Weihnachts-Shopping: Offline doch besser als online?

Der technophile Teil meines Ichs hat ja längst verstanden, dass man Weihnachtsgeschenke am Besten in virtuellen Kaufhallen besorgt. Denn wer online konsumiert, der kann dies gemütlich von zuhause aus tun, muss nicht hinaus in die Kälte, in die Massen, in die echte Welt mit all ihren zahlreichen Nachteilen. Doch leider steht diese rational begründete Zukunfts-Euphorie meinem Laster der Prokrastination gegenüber, was de facto bedeutet: In Wahrheit bin ich jede Jahr zu spät dran, als dass die Geschenke rechtzeitig zum Aufbruch in die allweihnachtliche Fernreise auf meinem Postamt landen. Denn: Wer online bestellt, gibt Macht ab – und zwar nicht an irgendwen, sondern ausgerechnet an Lieferdienste und die Post, die wohl unzuverlässigsten Outsourcing-Partner des uns bekannten Universums.

Also, auch heuer wieder die leidige Last-Minute-Entscheidung: Es muss die Mahü sein.

Diese geographische Region, mitten in Bobostan gelegen, gilt für den Konsumkritiker als die Hölle auf Erden: Hier sagen sich Systemgastronomie, Kleidungsgeschäfte mit den Früchten ertragreicher Kinderarbeit und dubiose Spenden-Keiler täglich Guten Tag und Gute Nacht – wer Moral hat, der meidet die Mariahilfer Straße, erst recht zur Weihnachtszeit. Wer allerdings muss, der muss – und heuer hatte ich einen Plan, um mir die lästige Pflicht des gesellschaftlich und religiös vorgeschriebenen Geschenke-Konsums so angenehm wie möglich zu machen: Auf die eigenen, von Natur gegebenen Ur-Wurzeln besinnen.

Ja. Ich bin ein Männchen. Auf der Jagd. In einer lebensfeindlichen Umgebung.

Und nicht nur, dass dieser Raum lebensfeindlich ist; er ist auch vollkommen transformiert. Mein erster Blick, als ich von der Zieglergasse aus das Schlachtfeld betrete, fällt auf den Thalia: Ein Geschäft, das in erster Linie Papier-Bücher verkauft. Diese Gegenstände, die im 21. Jahrhundert vermehrt an Bedeutung verlieren, finden absurderweise im Dezember einen reißenden Absatz – selbst liest heute kaum noch jemand ein gedrucktes Buch, aber den Nächsten kann man damit ja vielleicht zufrieden stellen. Die Menschen stehen Schlange, um hinein zu kommen.

#### ANGEZEIGTE DATENSÄTZE:

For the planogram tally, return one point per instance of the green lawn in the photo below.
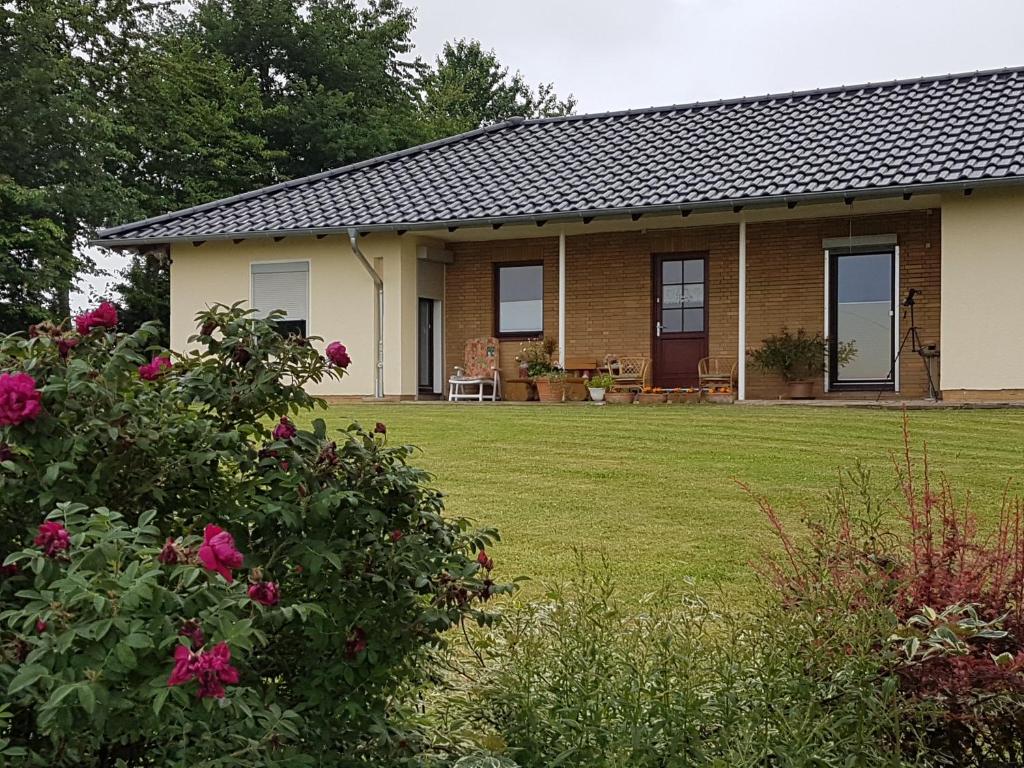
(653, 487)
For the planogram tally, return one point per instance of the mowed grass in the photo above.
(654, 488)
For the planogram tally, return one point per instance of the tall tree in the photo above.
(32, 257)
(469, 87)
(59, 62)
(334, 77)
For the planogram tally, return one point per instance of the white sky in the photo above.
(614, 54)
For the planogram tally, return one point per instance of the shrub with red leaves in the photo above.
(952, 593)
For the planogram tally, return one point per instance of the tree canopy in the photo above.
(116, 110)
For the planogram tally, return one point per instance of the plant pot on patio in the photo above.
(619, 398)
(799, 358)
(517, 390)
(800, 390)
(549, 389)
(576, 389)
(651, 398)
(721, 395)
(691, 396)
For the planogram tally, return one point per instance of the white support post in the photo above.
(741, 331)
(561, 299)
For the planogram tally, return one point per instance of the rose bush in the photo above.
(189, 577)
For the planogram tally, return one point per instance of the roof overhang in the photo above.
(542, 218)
...
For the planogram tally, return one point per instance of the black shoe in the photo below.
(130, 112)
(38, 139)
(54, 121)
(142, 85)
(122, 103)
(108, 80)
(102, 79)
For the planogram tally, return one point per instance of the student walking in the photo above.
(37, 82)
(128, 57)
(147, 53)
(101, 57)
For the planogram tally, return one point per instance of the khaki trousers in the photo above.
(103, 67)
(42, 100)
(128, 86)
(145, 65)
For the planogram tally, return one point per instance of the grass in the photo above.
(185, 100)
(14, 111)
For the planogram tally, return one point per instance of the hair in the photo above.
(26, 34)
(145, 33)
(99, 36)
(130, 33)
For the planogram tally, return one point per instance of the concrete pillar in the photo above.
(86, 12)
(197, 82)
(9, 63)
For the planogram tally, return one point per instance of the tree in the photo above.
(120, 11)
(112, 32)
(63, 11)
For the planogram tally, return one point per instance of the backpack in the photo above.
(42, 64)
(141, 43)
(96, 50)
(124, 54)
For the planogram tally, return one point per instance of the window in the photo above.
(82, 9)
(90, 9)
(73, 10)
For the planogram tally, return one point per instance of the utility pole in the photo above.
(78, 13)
--
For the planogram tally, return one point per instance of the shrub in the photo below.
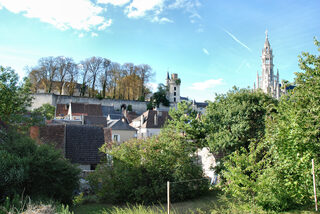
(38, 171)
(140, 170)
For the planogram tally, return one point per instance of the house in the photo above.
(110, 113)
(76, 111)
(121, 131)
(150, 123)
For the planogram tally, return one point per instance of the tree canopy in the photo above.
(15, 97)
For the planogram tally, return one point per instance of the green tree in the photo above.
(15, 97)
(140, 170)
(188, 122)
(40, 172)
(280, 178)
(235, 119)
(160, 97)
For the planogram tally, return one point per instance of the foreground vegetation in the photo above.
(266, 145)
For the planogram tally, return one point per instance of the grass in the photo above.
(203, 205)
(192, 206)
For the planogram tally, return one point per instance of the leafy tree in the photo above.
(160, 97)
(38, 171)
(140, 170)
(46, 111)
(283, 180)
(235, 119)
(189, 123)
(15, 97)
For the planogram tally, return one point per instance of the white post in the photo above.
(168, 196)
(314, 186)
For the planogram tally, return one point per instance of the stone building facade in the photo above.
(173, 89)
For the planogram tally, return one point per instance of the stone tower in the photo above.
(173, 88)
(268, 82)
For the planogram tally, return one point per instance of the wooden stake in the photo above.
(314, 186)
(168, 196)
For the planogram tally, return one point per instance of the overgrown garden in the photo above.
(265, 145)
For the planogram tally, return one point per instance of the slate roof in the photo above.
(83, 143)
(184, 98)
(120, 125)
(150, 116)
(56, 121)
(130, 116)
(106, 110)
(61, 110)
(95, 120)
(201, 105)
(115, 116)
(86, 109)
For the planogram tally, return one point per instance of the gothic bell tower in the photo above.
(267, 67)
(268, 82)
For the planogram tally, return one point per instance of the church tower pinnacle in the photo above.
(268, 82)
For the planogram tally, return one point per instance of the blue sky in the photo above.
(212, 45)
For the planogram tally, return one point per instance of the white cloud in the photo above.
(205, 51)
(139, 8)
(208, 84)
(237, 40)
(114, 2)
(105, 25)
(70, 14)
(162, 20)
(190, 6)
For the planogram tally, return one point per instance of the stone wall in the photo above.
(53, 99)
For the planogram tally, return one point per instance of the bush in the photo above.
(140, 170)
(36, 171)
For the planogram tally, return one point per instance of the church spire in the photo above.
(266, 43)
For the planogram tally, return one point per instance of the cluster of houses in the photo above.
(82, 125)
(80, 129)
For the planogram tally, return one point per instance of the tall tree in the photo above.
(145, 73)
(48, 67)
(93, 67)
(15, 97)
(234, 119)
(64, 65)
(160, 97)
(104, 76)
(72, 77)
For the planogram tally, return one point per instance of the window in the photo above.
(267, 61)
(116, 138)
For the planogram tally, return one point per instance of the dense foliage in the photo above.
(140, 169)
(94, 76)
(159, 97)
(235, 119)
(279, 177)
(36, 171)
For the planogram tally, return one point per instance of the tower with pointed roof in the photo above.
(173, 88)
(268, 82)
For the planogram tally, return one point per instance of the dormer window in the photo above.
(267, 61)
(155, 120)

#### AUFGABENSTELLUNGEN:
A: Geben Sie die Passage des Textes wortgetreu wieder, beginnend mit „Ja. Ich bin“ und fortlaufend bis einschließlich „hinein zu kommen.“.
B: Listen Sie jede Zeile der Datensätze auf, welche die Zeichenfolge „tower“ enthält, wobei Groß- und Kleinschreibung zu beachten ist.
Die Datensätze stehen in keinerlei Zusammenhang mit dem Text.

#### ERGEBNISSE:
A:
Ja. Ich bin ein Männchen. Auf der Jagd. In einer lebensfeindlichen Umgebung.

Und nicht nur, dass dieser Raum lebensfeindlich ist; er ist auch vollkommen transformiert. Mein erster Blick, als ich von der Zieglergasse aus das Schlachtfeld betrete, fällt auf den Thalia: Ein Geschäft, das in erster Linie Papier-Bücher verkauft. Diese Gegenstände, die im 21. Jahrhundert vermehrt an Bedeutung verlieren, finden absurderweise im Dezember einen reißenden Absatz – selbst liest heute kaum noch jemand ein gedrucktes Buch, aber den Nächsten kann man damit ja vielleicht zufrieden stellen. Die Menschen stehen Schlange, um hinein zu kommen.

B:
For the planogram tally, return one point per instance of the stone tower in the photo above.
For the planogram tally, return one point per instance of the gothic bell tower in the photo above.
For the planogram tally, return one point per instance of the church tower pinnacle in the photo above.
For the planogram tally, return one point per instance of the tower with pointed roof in the photo above.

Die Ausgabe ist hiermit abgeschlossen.